- _Entries provided_:
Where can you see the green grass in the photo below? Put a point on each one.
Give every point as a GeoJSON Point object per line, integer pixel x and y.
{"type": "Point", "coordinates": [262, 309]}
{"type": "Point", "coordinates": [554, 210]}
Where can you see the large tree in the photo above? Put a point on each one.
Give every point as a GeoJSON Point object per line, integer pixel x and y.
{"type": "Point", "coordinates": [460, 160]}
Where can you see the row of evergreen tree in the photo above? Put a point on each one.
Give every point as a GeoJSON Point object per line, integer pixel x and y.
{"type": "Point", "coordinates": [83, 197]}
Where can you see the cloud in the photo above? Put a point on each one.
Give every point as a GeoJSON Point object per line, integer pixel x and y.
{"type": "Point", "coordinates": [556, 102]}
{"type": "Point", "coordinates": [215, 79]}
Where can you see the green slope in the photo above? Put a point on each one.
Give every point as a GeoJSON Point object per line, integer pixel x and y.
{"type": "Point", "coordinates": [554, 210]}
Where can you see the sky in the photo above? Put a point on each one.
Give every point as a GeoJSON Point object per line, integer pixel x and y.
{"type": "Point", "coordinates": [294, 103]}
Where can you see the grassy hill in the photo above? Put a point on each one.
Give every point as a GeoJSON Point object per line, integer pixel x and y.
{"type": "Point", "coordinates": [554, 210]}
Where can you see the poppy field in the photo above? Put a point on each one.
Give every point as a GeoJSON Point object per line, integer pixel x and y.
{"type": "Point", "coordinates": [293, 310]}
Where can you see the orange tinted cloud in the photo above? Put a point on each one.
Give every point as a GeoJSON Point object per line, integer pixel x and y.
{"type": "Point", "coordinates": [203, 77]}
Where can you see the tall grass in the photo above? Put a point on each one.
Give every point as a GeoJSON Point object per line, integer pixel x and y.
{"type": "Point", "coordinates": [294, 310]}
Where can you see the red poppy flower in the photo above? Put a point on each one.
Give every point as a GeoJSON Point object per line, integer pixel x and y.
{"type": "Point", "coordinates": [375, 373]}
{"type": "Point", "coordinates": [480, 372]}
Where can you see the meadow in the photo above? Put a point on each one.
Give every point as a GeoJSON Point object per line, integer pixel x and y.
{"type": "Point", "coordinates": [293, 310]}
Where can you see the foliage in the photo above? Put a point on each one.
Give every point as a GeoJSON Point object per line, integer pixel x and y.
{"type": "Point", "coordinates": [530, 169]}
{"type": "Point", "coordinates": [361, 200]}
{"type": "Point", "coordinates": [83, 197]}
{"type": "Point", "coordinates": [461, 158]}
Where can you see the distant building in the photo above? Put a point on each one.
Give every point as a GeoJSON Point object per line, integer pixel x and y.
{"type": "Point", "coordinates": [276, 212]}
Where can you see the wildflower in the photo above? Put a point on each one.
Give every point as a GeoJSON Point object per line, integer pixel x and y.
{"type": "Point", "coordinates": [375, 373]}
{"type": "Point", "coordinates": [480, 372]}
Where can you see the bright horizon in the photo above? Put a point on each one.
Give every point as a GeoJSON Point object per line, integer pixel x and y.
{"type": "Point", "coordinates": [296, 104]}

- _Your assignment_:
Wherever the word "tree" shows up in the material, copy the line it is on.

- _Answer_:
Where can you see the large tree in the photo above? Put a point on each one.
Where can you see the row of evergreen tree in the photo above? Put a point on each one.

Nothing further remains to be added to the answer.